UA: What were the main goals of the redesign?
SS
: Our top goal is always to understand our audiences for the site, and help them find what they’re looking for quickly and easily – and to convey the unique story of UChicago while they’re with us. Some more specific goals for this redesign:

  • support our development strategy
  • build on appeal to prospective students
  • improve experience for alumni and campus visitors
  • faculty recruiting
  • clarify and strengthen messaging
  • global engagement
  • leverage, connect to, and/or integrate with IT Services projects and systems as appropriate
  • facilitate findability of other UChicago sites

. . . and of course address the issues identified in the table above.

UA: As a large academic institution, you would have many stakeholders to consult for such a project. How many were involved in the process and how did you approach managing them all?

SS: We had two executive sponsors: Julie Peterson, UChicago’s vice president for communications, and Klara Jelinkova, the university’s associate vice president and chief information technology officer. They were our ultimate decision makers, and they informed the list of goals above. They approved major milestones in the project: audiences and goals, site architecture, graphic design, and the final site prior to launch. They also kept their respective leaders informed about the project.

We also had a working committee of stakeholders representing a number of areas of the university. I interviewed each of these folks during our discovery phase to suss out their goals and the goals of their constituents, and they advised on site architecture, design and content. They were also liaisons to their own areas in terms of gathering requirements and keeping leadership in the loop on progress.

We interviewed a few faculty, students, prospective students, and alumni in the early stages of the project to inform our goals and ensure the new site would meet their needs. And most folks in communications and many in IT Services would consider themselves stakeholders. We all care deeply about www.uchicago.edu!

UA: What were the biggest challenges that you faced in the redesign? How did you manage them?
SS
: Our biggest technical challenge was hosting. The new site is built in Expression Engine, and we did not have resources in-house to host the site here, as it had been in the past. Our manager of programming and our lead front-end developer learned a LOT about hosting solutions and web server administration as we selected a hosting vendor (Rackspace) and set up our environment. We consulted our colleagues in IT Services throughout this process.

UA: It looks like you have incorporated quite a bit of imagery and multimedia. What contributed to that decision and how have you found the process of managing that content over time?

SS: The volume of imagery and multimedia is only slightly higher than it was prior to the redesign, but the size of photos—for the main features particularly—is much more ambitious. During our design phase, we decided together with Julie and our working committee to go for the huge impact of the giant hero image for our storytelling space.

Jeremy Manier: As with any big step forward, the website redesign presented some big editorial challenges and opportunities. The large new space for showcase photography offered a great way to tell stories in striking and imaginative ways, but it also raised our bar for photography and gave us a big technical challenge. The homepage photo space is radically horizontal and actually changes depending on the size of a user’s browser, thanks to the homepage’s adaptive design. That has made our planning, selection and adaptation of homepage photos more time-consuming and even more of a creative process than in the past. I also think it means the homepage looks ten times better than before.

=== Provided data ===
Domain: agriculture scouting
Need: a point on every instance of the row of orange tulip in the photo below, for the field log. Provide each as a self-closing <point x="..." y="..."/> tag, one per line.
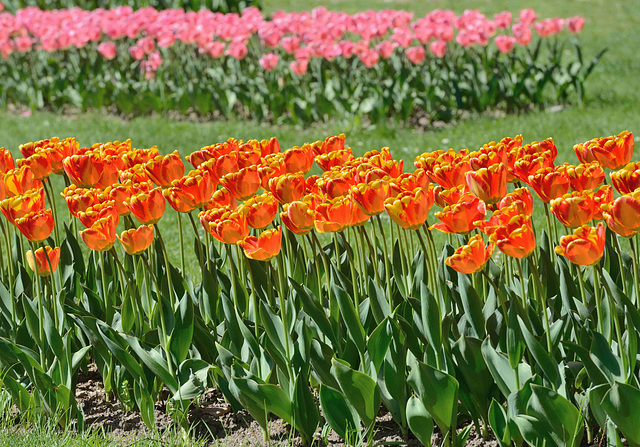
<point x="113" y="180"/>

=== Tasks ===
• a. In the redesign interview, which hosting vendor was selected for the new site?
• b. Carry on the UChicago website redesign interview from its final sentence.
The listing can be left aside.

=== Results for each task ===
• a. Rackspace.

• b.
The horizontal shape is a big challenge, though when we get it right (which we hope is most weeks), the results are very impressive. Most photographers have little or no experience capturing images that read well in that kind of horizontal band; among other things it usually requires taking a very wide, or “loose” shot, then cropping one section of the larger image. (We often wish there were lenses specially designed for our horizontal frame!) We can do some tricks with layout of the space, but the best results often are just great photos or images that can be adapted to the space we have. We couldn’t have done any of this without our photo editor/photographer, Robert Kozloff, who has worked with our talented web editors to find the sweet spot for these packages.

The redesign also gave us a new “news module” below the feature space, with three horizontal images. This is not as challenging to fill, but it does increase our need for images to accompany even ordinary news stories – probably a good thing on the whole.

Once you click through the homepage features, the multimedia capabilities for those stories are greater now as well. We have the option to change the layout of the feature so that it highlights the story text, a great video, or a photo slideshow. The result is online storytelling in which the visual story often is as important as the text.

UA: Having the perspective of managing the site for the last 10 months, is there anything you would have done differently?

SS: Overall, I’m thrilled with how the project went. In retrospect, there are two things I’d have changed:

I wish we’d started exploring hosting options earlier. We didn’t know what we didn’t know, if that makes sense. Many roadblocks we hit in the process of selecting a hosting provider and getting our environment set up were big surprises to us.

I also wish that I’d had a few more personal conversations with stakeholders about their concerns for the new site. I relied on our working committee for their respective areas, and an in-person chat would have been more effective in uncovering a few things that surfaced late in the project.